**Exercise aim**.
Retype the stretch of the items below from the line containing "Element lookup — where exactly is the blue" through the line containing "xmin=0 ymin=0 xmax=927 ymax=208", with every character unchanged.

(Bounding-box records)

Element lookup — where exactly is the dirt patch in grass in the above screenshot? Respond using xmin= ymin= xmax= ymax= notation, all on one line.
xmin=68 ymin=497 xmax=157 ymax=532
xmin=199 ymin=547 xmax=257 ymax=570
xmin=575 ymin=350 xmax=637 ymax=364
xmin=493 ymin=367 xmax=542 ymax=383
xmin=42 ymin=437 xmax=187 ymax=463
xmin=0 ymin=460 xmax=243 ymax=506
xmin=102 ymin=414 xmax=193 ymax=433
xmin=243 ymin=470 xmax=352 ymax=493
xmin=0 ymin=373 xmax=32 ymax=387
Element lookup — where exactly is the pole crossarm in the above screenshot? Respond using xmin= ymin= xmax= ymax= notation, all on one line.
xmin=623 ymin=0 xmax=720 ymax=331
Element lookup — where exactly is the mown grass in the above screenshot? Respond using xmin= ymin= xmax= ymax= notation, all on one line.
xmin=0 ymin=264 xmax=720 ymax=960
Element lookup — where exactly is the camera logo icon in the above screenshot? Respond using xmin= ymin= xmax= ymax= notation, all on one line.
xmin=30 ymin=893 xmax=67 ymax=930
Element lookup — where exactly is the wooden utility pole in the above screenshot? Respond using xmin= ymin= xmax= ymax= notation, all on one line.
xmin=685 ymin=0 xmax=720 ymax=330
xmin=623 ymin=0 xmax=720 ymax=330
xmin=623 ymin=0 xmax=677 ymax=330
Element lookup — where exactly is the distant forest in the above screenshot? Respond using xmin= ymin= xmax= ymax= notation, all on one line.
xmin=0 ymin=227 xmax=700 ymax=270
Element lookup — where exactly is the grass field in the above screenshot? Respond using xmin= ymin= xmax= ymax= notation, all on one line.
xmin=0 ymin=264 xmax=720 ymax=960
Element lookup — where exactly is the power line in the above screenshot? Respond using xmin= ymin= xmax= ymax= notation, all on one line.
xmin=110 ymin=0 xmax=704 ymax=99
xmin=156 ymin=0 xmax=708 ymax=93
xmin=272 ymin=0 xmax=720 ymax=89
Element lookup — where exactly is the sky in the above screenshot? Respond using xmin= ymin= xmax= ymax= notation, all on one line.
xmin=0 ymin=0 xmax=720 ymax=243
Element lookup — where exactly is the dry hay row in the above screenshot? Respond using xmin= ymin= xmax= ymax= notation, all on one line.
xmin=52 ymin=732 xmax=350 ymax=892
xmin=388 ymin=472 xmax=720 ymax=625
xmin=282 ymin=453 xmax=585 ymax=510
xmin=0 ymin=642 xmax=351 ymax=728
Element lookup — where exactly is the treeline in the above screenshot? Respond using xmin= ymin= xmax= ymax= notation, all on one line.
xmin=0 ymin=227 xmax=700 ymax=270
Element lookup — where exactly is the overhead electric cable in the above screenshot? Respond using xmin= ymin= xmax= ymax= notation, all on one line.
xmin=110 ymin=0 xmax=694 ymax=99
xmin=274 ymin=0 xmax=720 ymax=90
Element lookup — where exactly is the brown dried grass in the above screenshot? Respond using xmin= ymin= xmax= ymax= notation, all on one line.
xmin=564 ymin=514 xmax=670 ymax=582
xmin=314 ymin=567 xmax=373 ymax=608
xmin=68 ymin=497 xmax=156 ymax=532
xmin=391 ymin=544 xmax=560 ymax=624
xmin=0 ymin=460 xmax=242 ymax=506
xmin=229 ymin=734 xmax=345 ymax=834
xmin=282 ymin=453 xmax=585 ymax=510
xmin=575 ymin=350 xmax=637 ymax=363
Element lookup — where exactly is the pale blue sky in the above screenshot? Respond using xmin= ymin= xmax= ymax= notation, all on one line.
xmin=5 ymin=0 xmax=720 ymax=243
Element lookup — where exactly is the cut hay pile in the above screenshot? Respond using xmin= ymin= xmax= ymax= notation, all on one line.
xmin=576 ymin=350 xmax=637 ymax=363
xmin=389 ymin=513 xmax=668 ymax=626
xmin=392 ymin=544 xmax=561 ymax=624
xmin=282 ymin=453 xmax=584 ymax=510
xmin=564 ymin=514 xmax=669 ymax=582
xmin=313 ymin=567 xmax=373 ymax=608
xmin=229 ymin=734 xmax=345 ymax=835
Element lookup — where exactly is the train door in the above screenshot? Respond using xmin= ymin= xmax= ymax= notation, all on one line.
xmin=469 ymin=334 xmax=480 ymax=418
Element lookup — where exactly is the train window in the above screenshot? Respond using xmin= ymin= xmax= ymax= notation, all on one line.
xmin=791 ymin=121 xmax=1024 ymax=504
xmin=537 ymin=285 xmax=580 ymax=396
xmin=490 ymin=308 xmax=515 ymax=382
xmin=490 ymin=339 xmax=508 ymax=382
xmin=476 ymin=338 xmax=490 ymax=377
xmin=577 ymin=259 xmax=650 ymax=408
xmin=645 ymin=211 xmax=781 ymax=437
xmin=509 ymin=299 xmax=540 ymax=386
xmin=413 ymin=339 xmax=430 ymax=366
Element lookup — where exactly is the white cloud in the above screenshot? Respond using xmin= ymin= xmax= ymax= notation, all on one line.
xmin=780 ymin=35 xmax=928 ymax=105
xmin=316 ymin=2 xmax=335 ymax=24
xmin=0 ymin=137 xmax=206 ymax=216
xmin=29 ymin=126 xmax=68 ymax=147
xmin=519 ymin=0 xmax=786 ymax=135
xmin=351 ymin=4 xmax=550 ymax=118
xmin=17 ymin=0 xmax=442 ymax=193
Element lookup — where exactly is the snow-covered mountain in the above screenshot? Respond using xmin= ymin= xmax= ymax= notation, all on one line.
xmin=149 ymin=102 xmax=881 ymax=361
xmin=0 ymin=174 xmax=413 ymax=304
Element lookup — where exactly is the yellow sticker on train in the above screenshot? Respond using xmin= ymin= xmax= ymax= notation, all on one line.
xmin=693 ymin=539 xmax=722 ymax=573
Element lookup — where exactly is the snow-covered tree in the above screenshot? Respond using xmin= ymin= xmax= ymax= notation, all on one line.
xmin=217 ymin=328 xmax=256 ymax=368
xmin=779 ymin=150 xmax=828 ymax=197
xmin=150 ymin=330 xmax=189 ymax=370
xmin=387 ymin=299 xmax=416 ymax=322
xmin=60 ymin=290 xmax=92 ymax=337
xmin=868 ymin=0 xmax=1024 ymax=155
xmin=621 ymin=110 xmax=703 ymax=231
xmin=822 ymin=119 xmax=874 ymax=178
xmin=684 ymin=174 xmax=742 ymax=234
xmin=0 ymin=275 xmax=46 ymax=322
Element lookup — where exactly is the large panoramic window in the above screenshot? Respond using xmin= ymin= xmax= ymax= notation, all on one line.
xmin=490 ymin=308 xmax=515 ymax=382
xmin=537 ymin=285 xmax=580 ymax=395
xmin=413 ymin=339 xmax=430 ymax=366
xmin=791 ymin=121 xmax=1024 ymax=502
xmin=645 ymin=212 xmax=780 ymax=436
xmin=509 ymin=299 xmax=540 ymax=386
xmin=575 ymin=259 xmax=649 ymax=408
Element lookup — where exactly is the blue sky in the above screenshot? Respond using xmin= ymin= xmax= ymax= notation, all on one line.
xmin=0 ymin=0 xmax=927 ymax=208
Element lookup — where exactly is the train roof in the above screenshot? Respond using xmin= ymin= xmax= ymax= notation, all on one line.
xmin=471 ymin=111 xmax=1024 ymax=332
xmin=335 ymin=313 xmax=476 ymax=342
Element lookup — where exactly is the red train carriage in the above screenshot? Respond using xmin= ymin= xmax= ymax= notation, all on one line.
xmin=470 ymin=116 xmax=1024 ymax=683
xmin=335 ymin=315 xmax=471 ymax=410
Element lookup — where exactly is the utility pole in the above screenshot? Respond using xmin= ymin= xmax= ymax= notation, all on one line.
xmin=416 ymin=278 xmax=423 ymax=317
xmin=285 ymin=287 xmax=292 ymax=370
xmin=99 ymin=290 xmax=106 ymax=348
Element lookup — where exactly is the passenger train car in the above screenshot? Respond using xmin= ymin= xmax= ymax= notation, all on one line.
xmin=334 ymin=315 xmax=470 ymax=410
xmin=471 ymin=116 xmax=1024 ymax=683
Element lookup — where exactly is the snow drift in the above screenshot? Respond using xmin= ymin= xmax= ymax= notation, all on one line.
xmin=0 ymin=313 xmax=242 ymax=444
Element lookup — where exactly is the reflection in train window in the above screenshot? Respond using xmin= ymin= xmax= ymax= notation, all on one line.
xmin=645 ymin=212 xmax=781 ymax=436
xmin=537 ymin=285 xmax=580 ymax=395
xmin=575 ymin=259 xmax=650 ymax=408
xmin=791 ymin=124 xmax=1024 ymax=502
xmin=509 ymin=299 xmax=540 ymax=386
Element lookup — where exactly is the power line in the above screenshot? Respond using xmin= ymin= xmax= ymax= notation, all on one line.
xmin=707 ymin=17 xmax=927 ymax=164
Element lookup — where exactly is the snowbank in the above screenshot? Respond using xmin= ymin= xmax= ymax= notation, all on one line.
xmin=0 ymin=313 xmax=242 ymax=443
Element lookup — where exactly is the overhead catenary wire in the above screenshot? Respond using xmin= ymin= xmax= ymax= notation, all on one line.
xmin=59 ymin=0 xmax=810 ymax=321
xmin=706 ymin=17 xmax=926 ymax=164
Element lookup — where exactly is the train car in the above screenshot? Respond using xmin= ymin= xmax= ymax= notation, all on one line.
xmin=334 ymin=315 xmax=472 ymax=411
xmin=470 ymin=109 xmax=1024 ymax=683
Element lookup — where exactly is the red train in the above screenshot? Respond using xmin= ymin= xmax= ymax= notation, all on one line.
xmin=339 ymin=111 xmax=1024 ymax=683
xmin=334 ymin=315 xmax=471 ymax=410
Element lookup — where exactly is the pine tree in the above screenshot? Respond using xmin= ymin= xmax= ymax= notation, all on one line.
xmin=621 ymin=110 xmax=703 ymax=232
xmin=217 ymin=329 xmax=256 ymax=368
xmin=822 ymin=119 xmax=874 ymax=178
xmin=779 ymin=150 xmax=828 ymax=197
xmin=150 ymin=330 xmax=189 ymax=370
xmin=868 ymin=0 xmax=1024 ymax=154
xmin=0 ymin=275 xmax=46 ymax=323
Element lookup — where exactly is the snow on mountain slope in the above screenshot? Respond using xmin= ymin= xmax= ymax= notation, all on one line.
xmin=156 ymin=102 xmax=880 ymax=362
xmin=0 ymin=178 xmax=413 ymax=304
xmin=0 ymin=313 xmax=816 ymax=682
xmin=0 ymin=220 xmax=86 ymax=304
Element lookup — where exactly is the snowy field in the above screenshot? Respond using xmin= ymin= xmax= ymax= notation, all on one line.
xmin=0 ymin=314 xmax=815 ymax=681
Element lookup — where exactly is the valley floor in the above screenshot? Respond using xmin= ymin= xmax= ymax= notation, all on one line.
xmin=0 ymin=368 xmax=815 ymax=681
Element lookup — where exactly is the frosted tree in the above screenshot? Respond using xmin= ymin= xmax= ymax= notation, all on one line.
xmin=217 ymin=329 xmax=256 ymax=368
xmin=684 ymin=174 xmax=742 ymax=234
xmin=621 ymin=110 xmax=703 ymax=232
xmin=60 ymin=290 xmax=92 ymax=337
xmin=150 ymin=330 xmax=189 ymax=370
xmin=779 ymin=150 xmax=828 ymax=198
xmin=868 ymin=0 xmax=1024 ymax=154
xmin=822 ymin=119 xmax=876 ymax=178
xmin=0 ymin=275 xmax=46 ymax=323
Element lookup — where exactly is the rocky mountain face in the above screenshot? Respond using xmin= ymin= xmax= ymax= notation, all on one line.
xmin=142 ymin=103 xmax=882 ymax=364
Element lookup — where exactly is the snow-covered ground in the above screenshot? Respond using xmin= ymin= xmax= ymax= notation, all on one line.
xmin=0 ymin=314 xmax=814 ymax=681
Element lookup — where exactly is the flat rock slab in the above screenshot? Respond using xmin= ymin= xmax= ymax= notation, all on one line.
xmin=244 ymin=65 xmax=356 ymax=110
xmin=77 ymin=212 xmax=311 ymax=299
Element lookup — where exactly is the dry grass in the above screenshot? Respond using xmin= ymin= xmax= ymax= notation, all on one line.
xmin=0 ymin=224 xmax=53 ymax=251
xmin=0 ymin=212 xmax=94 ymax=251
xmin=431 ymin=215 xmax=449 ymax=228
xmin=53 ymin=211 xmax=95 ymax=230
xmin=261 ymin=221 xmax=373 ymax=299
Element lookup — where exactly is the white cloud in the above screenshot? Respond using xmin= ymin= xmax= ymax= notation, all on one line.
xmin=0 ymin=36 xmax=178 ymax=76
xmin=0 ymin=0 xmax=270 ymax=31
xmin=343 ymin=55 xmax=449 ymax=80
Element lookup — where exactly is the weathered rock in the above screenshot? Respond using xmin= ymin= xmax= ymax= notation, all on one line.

**The result**.
Element lookup — where exactly is the blue sky in the above screenshot? Respond using xmin= ymin= xmax= ymax= notation, all on one line.
xmin=0 ymin=0 xmax=927 ymax=208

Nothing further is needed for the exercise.